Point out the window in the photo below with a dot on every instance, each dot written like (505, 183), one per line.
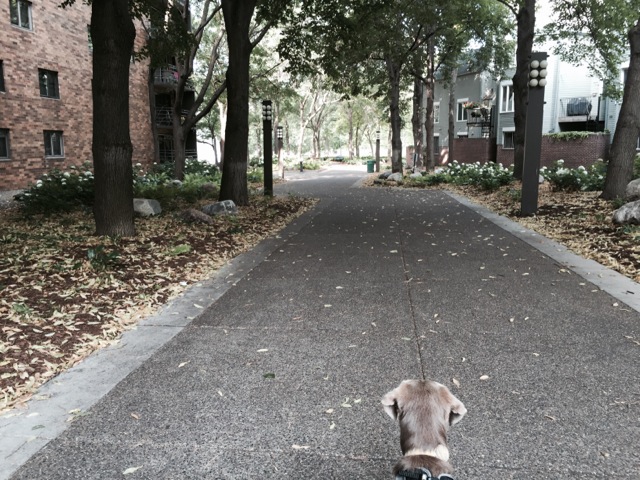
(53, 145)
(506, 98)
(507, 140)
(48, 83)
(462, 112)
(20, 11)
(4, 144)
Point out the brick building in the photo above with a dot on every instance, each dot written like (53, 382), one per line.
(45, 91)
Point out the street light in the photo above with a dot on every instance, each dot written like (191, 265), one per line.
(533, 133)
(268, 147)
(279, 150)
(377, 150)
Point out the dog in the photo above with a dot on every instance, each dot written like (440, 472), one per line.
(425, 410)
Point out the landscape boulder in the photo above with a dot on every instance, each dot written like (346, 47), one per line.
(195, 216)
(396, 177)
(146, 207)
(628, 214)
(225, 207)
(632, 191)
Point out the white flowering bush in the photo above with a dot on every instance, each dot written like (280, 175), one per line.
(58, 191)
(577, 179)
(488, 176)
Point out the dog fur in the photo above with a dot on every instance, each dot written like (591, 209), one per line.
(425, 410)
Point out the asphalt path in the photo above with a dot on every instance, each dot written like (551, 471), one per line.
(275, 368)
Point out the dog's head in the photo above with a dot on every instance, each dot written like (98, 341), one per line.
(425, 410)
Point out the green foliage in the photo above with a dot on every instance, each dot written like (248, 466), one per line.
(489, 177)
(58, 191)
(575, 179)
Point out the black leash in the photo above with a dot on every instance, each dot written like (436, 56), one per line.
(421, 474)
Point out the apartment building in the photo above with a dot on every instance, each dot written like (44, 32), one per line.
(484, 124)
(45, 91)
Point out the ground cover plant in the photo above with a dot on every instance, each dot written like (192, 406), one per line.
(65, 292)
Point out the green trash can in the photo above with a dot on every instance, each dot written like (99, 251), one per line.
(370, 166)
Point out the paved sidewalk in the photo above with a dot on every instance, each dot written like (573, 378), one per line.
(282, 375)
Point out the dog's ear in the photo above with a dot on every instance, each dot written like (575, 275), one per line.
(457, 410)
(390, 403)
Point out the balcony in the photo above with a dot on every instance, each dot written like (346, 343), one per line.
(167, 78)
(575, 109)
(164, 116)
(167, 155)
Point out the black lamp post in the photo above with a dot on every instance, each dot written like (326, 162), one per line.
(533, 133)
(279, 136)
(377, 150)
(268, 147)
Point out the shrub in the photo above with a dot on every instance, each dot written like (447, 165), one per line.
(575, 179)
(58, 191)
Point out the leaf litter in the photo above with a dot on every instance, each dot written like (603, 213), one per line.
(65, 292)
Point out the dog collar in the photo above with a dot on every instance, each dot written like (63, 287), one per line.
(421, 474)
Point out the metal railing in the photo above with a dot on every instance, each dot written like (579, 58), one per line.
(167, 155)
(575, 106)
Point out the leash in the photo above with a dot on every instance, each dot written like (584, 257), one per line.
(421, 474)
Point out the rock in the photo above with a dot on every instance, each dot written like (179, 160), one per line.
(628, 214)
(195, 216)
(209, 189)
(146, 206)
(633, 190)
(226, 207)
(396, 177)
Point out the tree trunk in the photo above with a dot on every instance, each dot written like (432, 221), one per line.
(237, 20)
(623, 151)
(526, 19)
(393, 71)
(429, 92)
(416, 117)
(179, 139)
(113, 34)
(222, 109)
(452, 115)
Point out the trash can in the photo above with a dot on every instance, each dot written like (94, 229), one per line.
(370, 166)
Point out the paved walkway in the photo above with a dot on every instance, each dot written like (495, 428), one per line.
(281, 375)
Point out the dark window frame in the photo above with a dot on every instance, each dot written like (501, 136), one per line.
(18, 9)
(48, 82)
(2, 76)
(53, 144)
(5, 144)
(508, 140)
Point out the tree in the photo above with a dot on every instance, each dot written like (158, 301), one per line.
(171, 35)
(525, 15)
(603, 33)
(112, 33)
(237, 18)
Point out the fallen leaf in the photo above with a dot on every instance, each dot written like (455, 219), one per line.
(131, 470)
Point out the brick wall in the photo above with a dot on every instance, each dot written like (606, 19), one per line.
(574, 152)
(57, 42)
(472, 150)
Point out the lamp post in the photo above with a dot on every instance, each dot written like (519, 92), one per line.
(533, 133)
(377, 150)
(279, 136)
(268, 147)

__________________________________________________

Exercise brief:
Set down, unchanged, the line that contains "Point out the dark" together with every later line in the records, through the last one.

Written response:
Point out the dark window frame in the photo above with a dot on every instance, each dot written like (501, 136), one per line.
(18, 9)
(48, 82)
(2, 76)
(53, 144)
(5, 144)
(508, 140)
Point out the tree in the photo above with a dot on every instance, each dot written like (158, 301), one per line.
(171, 35)
(525, 15)
(603, 33)
(112, 33)
(237, 18)
Point out the fallen leaf in the photo above with a dot on every instance, each dot written like (455, 219), one per line.
(131, 470)
Point out the brick wall in the photo above with a dot on every instance, each dot written like (606, 19), one per line.
(574, 152)
(57, 42)
(472, 150)
Point out the lamp post in the photo above with a dot on every instance, each dot written like (519, 92), one per line.
(533, 133)
(377, 150)
(279, 136)
(268, 147)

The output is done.